[GIVEN DATA]
::::

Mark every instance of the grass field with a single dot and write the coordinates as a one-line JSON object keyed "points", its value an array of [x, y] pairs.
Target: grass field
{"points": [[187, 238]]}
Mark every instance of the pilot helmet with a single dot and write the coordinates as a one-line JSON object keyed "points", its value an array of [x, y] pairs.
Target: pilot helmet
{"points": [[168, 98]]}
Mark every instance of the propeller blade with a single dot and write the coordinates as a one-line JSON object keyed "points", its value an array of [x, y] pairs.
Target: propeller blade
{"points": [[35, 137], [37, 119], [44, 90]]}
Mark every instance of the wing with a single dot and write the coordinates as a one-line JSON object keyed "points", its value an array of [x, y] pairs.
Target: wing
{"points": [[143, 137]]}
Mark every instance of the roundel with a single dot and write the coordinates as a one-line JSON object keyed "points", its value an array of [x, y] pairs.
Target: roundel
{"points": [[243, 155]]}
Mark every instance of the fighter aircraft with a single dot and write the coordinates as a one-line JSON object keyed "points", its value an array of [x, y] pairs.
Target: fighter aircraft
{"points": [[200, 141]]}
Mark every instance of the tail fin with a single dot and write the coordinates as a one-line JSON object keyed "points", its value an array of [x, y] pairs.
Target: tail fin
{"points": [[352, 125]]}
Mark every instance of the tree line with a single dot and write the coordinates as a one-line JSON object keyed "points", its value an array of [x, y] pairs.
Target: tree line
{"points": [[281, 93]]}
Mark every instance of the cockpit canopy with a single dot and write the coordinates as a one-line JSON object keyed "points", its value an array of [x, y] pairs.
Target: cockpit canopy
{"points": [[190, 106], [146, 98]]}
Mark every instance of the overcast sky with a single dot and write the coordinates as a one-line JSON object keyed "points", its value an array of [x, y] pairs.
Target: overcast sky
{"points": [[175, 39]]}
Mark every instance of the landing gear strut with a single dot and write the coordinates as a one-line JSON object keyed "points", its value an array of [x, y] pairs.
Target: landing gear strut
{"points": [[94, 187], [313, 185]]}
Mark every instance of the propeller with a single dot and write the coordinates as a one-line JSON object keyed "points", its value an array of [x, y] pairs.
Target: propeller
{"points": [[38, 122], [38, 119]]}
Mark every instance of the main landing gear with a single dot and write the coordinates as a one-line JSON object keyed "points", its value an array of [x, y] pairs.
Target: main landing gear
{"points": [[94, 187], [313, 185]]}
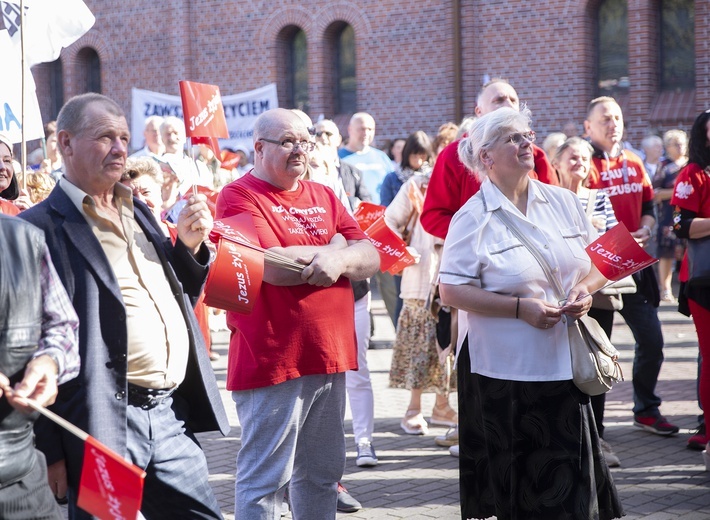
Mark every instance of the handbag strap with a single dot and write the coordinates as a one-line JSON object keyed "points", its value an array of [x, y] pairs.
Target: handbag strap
{"points": [[591, 202], [510, 224]]}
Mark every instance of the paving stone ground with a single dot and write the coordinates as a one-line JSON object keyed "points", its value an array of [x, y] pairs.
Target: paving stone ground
{"points": [[659, 479]]}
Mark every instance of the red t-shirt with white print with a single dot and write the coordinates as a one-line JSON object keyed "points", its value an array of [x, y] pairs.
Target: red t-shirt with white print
{"points": [[624, 180], [298, 330]]}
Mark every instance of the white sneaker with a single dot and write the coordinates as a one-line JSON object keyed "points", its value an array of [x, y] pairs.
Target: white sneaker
{"points": [[366, 457], [611, 459], [451, 438]]}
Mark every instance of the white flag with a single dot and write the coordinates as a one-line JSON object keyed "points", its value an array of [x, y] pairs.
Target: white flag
{"points": [[50, 25], [11, 96]]}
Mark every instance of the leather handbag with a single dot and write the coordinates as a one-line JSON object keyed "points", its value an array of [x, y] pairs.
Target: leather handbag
{"points": [[699, 262], [595, 361]]}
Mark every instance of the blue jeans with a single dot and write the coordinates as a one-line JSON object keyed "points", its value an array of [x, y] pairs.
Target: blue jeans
{"points": [[642, 318]]}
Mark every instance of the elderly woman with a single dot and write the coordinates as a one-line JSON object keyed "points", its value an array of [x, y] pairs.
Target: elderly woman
{"points": [[528, 444]]}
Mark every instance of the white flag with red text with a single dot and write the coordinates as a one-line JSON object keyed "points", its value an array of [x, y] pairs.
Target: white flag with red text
{"points": [[11, 96], [50, 25]]}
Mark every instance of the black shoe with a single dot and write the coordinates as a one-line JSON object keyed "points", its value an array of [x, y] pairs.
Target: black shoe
{"points": [[698, 440], [346, 503]]}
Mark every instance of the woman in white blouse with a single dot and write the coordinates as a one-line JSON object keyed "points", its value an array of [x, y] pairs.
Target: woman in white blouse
{"points": [[528, 444]]}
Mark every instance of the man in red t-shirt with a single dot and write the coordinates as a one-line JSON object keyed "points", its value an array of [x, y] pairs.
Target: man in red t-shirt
{"points": [[621, 175], [452, 184], [288, 358]]}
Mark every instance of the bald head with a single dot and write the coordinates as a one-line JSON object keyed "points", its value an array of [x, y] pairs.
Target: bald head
{"points": [[495, 94], [361, 132]]}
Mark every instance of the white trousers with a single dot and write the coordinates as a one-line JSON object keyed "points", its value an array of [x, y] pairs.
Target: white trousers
{"points": [[357, 382]]}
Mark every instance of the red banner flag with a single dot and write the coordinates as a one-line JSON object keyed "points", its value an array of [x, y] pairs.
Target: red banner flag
{"points": [[203, 113], [235, 277], [367, 214], [210, 194], [393, 251], [111, 488], [617, 254]]}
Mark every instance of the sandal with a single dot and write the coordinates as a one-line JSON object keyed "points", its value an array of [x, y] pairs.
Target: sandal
{"points": [[444, 416], [414, 423]]}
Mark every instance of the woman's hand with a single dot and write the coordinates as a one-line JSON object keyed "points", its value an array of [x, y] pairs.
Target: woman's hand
{"points": [[539, 313], [578, 303]]}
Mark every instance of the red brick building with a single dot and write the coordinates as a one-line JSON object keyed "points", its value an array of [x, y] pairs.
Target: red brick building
{"points": [[412, 66]]}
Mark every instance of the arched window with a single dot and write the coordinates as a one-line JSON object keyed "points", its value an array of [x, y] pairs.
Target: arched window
{"points": [[298, 57], [612, 48], [345, 80], [292, 60], [56, 87], [677, 45], [89, 66]]}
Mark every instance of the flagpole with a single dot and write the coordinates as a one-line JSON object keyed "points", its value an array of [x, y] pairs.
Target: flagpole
{"points": [[23, 144]]}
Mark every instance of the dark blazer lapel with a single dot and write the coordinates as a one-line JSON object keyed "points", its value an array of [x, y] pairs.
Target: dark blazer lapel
{"points": [[79, 233]]}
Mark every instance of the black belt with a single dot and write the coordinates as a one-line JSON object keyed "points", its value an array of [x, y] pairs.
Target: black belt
{"points": [[147, 398]]}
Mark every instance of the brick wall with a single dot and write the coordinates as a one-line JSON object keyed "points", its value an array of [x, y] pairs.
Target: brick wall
{"points": [[405, 65]]}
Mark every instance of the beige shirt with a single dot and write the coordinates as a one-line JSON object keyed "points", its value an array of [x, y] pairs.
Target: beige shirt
{"points": [[158, 342]]}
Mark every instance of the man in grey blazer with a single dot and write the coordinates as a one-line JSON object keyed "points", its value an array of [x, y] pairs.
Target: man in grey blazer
{"points": [[146, 384]]}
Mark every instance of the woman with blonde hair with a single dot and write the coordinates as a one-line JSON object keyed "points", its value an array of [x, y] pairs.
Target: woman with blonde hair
{"points": [[529, 447]]}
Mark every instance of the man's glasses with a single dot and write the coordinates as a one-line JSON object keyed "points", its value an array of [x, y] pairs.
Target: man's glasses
{"points": [[290, 145], [517, 139]]}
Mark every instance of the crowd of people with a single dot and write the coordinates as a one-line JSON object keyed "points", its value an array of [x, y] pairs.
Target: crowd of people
{"points": [[124, 254]]}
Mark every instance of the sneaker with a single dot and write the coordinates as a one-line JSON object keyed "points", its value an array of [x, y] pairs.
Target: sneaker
{"points": [[698, 440], [655, 424], [414, 423], [366, 456], [346, 503], [611, 459], [450, 439]]}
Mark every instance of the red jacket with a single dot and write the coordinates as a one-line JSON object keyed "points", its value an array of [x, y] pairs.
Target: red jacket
{"points": [[452, 184]]}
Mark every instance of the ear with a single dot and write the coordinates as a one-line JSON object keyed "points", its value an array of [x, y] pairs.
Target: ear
{"points": [[64, 143], [486, 158]]}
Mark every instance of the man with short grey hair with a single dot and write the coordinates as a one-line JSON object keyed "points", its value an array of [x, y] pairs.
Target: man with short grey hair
{"points": [[288, 358]]}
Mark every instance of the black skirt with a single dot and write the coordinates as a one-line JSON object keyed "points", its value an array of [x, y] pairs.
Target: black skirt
{"points": [[530, 450]]}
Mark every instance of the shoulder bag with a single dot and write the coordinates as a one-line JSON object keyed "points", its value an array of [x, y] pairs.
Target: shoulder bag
{"points": [[595, 365], [609, 298]]}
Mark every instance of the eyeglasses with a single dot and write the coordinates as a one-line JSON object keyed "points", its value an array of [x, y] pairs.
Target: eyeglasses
{"points": [[518, 138], [290, 145]]}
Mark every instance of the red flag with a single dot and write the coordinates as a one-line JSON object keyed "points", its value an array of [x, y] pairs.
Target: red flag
{"points": [[617, 254], [203, 113], [235, 277], [111, 488], [367, 213], [393, 251], [210, 194]]}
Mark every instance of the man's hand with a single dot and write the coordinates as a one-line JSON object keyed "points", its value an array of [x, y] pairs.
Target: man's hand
{"points": [[642, 235], [324, 269], [194, 222], [39, 384]]}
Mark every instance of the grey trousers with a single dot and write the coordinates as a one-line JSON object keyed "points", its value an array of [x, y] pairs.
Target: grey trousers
{"points": [[293, 432]]}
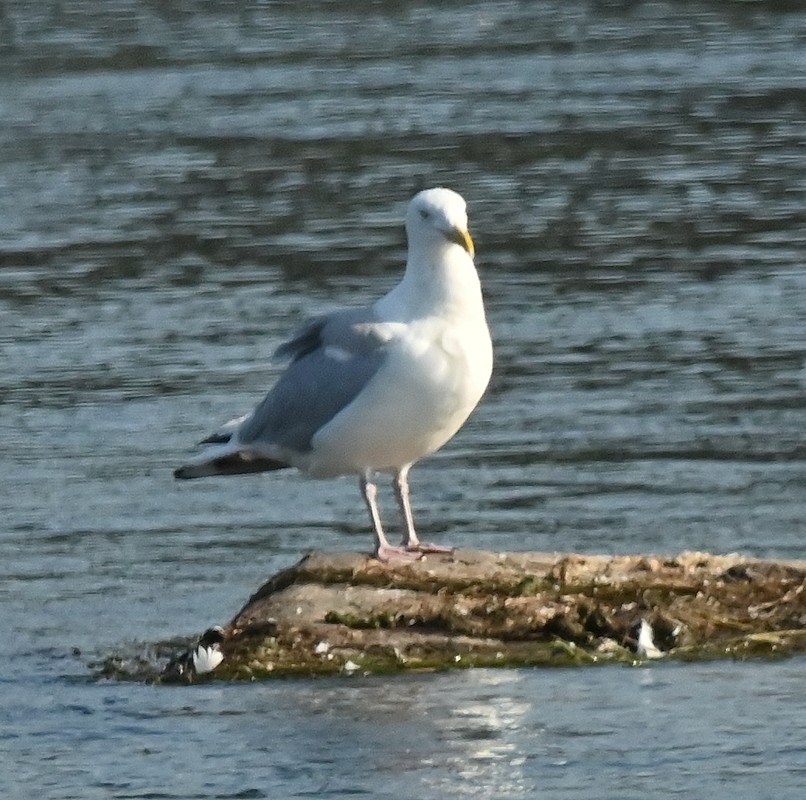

::::

[PROMPT]
Beginning with the very first line of the material, please return exactly each line down to and including the one with "Mark every instance of the roundel".

[YOUR RESPONSE]
Mark every instance of the grass field with a single dot and write the coordinates as a one-line JSON object keyed "points", its value an array of [x, y] pairs.
Target: grass field
{"points": [[187, 238]]}
Mark every instance of the pilot helmet with a single dot and write the coordinates as a one-line JSON object keyed "points", its value an array of [x, y] pairs.
Target: pilot helmet
{"points": [[168, 98]]}
Mark every instance of the propeller blade with a single dot and write the coordinates as a one-line JSON object keyed "points", its value an array of [x, y] pairs.
Target: propeller blade
{"points": [[35, 137], [37, 119], [44, 90]]}
Mark every instance of the wing with a single dot and write the coordinates as a one-line JSON object keyed "points", its value an array of [x, y] pairs.
Target: wing
{"points": [[143, 137]]}
Mark every instance of the roundel with a single dot and write the coordinates as a one-line JSON object keyed "points", its value an array of [x, y] pairs.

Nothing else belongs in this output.